* Aim of the task *
Identify each line in the records below that contains the word "chrome", and copy those lines.

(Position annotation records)
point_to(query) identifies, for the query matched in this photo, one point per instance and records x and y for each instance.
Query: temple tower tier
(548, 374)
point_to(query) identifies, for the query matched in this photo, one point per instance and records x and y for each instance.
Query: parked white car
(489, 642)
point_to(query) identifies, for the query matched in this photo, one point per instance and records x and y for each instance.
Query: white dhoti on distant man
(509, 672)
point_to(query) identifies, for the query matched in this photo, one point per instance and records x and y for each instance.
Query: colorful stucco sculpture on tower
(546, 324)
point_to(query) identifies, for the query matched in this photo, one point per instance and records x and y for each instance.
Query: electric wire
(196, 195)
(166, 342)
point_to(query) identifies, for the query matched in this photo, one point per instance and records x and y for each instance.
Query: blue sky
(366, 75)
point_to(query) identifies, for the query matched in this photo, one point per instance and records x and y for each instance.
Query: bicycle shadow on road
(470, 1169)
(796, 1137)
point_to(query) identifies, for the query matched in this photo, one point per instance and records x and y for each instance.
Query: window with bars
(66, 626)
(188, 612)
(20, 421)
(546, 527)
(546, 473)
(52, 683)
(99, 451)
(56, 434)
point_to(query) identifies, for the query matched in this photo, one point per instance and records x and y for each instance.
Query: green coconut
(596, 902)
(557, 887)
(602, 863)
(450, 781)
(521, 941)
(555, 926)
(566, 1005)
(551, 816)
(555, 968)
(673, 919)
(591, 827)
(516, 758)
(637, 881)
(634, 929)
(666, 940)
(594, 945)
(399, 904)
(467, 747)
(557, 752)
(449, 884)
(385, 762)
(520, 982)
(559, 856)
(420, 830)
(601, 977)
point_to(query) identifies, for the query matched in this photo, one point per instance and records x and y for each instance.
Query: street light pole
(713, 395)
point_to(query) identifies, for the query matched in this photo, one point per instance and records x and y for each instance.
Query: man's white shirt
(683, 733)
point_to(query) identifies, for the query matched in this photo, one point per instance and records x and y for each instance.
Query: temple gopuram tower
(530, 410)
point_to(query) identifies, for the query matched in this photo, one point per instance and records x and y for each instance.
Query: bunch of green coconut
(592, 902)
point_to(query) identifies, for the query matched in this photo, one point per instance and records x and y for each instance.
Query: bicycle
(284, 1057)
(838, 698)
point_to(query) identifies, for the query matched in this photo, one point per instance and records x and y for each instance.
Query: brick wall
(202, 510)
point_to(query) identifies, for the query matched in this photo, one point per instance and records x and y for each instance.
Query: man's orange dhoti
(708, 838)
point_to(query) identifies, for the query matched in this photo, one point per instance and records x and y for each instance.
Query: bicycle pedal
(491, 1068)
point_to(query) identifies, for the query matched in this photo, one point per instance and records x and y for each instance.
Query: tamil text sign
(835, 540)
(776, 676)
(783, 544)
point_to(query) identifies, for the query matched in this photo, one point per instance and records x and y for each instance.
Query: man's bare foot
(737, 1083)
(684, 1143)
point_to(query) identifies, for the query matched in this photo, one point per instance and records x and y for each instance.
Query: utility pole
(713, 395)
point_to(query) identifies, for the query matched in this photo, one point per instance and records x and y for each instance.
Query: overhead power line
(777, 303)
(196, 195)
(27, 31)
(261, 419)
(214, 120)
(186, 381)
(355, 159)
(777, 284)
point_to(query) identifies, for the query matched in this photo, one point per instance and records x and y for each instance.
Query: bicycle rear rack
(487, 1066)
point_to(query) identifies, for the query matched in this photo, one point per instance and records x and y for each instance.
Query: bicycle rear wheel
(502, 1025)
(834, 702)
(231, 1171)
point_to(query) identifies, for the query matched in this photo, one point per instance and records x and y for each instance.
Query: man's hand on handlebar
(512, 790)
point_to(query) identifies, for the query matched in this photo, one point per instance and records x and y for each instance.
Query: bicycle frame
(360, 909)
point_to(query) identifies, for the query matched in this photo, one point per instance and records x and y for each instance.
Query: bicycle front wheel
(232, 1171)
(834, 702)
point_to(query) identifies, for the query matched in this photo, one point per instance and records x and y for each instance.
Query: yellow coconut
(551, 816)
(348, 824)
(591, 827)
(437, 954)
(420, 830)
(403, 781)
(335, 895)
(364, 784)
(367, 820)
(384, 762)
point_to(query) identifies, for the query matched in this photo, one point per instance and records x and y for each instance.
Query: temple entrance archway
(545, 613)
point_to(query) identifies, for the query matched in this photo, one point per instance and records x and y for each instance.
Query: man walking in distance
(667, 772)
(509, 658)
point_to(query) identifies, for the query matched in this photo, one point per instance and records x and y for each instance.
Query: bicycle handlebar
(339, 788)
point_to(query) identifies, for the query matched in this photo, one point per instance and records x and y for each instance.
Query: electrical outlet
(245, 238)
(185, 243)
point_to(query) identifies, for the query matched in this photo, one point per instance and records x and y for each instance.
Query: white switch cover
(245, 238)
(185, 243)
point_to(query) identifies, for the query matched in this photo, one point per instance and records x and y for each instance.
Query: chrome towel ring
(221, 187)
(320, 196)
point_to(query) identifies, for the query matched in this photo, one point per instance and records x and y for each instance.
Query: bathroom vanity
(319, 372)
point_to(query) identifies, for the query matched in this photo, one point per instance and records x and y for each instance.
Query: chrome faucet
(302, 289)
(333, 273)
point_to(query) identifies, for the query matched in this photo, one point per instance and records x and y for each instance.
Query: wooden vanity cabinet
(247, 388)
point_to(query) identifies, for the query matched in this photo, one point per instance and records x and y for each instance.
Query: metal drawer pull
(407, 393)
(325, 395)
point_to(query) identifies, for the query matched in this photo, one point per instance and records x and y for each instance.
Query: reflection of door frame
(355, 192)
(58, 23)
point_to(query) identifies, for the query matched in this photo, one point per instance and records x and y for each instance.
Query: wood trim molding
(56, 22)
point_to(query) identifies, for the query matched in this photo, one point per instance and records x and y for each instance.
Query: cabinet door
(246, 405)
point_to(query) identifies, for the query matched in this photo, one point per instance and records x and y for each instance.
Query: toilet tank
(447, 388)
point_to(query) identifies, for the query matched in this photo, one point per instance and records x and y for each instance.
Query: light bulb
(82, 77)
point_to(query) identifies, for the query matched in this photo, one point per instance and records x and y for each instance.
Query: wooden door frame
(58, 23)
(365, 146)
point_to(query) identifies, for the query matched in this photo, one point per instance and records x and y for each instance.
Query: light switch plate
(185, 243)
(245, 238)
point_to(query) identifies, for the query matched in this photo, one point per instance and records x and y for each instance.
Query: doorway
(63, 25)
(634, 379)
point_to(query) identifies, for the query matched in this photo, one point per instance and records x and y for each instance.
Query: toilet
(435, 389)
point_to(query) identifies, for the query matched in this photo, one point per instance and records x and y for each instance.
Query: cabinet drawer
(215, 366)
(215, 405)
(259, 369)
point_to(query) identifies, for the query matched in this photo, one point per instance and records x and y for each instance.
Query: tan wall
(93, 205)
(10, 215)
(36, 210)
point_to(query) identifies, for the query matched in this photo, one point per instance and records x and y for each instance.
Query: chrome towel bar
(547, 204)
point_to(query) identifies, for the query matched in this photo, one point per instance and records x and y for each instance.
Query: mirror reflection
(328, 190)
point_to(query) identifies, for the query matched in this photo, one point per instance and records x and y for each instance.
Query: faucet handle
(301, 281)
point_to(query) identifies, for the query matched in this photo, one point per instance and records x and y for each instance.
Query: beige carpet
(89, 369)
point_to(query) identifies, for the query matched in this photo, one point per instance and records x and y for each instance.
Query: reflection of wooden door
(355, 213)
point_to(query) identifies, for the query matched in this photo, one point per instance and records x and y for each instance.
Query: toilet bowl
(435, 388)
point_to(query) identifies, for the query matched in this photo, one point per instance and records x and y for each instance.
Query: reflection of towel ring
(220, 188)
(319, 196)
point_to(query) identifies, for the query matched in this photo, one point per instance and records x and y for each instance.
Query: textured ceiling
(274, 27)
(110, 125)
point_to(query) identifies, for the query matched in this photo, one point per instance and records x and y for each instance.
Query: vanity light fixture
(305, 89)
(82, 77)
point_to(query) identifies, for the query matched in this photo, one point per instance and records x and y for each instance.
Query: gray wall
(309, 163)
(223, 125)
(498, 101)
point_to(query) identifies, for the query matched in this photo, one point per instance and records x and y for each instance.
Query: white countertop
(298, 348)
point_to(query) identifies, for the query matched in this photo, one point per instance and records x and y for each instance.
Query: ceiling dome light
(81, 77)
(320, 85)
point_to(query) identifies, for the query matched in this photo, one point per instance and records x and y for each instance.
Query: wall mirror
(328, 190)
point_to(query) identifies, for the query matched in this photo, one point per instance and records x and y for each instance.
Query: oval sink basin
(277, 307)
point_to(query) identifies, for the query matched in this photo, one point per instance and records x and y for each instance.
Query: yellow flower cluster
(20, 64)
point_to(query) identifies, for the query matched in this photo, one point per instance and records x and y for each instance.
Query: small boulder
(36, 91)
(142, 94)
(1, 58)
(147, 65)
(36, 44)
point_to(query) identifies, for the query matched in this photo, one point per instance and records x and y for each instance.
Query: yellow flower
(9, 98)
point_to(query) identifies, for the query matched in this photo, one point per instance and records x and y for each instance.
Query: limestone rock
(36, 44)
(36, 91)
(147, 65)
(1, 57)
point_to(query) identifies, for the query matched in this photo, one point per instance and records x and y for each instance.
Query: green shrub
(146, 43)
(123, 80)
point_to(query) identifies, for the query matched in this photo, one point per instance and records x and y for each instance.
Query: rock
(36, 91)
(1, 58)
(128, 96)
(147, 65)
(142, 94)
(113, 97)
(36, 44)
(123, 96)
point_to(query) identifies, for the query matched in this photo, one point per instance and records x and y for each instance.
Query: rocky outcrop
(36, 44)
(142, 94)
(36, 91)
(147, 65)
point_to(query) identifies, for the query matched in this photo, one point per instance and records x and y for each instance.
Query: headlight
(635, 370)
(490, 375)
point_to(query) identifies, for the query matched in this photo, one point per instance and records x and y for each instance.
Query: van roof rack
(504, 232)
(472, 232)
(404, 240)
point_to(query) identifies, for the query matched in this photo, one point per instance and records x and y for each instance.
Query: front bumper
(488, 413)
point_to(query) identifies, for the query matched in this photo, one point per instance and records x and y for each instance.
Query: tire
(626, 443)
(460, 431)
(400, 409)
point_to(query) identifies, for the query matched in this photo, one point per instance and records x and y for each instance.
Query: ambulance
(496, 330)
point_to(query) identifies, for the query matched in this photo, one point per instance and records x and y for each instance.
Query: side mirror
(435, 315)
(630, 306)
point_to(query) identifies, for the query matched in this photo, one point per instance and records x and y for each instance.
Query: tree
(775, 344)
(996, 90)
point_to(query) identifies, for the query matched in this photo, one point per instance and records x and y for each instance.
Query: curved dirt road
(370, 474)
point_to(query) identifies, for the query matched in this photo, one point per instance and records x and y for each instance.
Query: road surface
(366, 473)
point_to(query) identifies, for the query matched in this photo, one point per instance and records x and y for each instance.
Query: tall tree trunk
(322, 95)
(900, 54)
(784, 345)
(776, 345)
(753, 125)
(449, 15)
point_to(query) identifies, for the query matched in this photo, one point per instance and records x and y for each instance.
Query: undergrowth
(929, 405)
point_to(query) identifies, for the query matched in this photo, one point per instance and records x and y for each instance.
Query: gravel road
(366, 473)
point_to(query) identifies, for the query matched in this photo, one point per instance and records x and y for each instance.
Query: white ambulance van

* Answer *
Query: chrome towel ring
Query: chrome faucet
Query: chrome towel bar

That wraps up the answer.